**Source data:**
——

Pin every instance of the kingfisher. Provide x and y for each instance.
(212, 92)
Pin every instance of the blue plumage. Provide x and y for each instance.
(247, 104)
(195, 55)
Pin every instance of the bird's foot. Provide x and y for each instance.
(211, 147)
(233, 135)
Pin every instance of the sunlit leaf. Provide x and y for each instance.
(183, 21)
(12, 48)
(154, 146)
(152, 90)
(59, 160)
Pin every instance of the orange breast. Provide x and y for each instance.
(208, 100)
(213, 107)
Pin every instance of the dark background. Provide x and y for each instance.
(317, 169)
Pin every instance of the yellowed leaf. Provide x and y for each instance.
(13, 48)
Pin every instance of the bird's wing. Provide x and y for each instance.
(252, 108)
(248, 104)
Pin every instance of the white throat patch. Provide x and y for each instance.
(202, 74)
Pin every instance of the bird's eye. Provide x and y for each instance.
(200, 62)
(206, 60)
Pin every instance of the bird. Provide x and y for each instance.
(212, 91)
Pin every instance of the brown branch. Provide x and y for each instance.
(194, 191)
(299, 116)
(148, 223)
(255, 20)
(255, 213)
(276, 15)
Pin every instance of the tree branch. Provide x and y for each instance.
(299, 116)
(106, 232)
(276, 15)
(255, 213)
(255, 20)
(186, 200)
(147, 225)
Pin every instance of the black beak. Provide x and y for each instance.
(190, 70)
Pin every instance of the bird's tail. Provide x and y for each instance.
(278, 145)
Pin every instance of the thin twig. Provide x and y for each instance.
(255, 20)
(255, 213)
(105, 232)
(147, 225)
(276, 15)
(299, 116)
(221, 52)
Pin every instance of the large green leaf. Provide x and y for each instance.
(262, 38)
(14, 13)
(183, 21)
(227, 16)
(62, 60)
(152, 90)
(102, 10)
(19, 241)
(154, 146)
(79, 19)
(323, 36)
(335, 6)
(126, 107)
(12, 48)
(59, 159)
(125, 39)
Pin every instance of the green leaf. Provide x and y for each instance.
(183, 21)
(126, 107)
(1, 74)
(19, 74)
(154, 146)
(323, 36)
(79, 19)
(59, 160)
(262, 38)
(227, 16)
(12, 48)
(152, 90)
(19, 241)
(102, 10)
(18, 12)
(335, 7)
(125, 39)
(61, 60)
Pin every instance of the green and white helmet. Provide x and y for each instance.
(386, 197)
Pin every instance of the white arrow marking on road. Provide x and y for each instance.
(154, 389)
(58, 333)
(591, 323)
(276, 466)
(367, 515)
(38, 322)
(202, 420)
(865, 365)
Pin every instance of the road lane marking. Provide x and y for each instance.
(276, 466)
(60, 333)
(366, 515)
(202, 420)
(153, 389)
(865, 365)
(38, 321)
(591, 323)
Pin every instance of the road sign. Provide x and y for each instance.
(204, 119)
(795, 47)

——

**What you need to do:** Can you print the whole listing above again, line for line, with nothing changed?

**Solution below:**
Pin every instance of the kingfisher. Provide x and y for each instance.
(212, 92)
Pin every instance of the blue plumage. Provide x and y for each instance.
(247, 104)
(195, 55)
Pin every instance of the bird's foot. Provide x and y for each instance.
(211, 147)
(233, 135)
Pin every instance of the sunlit leaf. Provide x and y for each instance.
(183, 21)
(12, 48)
(154, 146)
(152, 90)
(59, 160)
Pin every instance of the orange breast. Provide x and y for each instance.
(208, 100)
(213, 107)
Pin every instance of the dark background. Provide x and y for each instance.
(317, 169)
Pin every instance of the yellowed leaf. Provide x and y for each instance.
(13, 48)
Pin every instance of the bird's wing. Provide x and y for each instance.
(252, 108)
(248, 104)
Pin every instance of the white throat patch. Provide x and y for each instance.
(202, 74)
Pin every instance of the bird's eye. Provide x and y for each instance.
(200, 62)
(206, 60)
Pin every instance of the bird. Provide x and y for each instance.
(212, 91)
Pin every instance of the brown branch. Provide x and y for each instance.
(194, 191)
(299, 116)
(148, 223)
(255, 20)
(255, 213)
(276, 15)
Pin every instance of the tree branch. Provide x and y for each instance.
(299, 116)
(106, 232)
(276, 15)
(255, 213)
(255, 20)
(186, 200)
(147, 225)
Pin every instance of the black beak. Provide x and y for each instance.
(190, 70)
Pin every instance of the bird's tail. Provide x and y for each instance.
(278, 145)
Pin every instance of the thin twig. Provide x and y for each instance.
(255, 20)
(255, 213)
(105, 232)
(147, 225)
(276, 15)
(299, 116)
(221, 52)
Pin every instance of the large green leaf. Provide x and y for each instance.
(262, 38)
(14, 13)
(183, 21)
(227, 16)
(62, 60)
(152, 90)
(102, 10)
(19, 241)
(154, 146)
(79, 19)
(323, 36)
(335, 6)
(126, 107)
(12, 48)
(59, 159)
(125, 39)
Pin every instance of the green leaf. Provide x and y for each instance.
(183, 21)
(126, 107)
(1, 74)
(19, 74)
(154, 146)
(323, 36)
(79, 19)
(59, 160)
(262, 38)
(227, 16)
(12, 48)
(152, 90)
(19, 241)
(102, 10)
(18, 12)
(335, 7)
(125, 39)
(61, 60)
Pin every instance of the green and white helmet. Provide x and y for each instance.
(386, 197)
Pin every instance of the white arrow marking on road. Provide x and y for each instance.
(154, 389)
(58, 333)
(591, 323)
(276, 466)
(367, 515)
(38, 322)
(202, 420)
(865, 365)
Pin every instance of the road lane marking. Provide x and y for each instance.
(276, 466)
(60, 333)
(366, 515)
(202, 420)
(153, 389)
(865, 365)
(38, 321)
(591, 323)
Pin every instance of the road sign. Provide x and y for each instance.
(204, 119)
(795, 47)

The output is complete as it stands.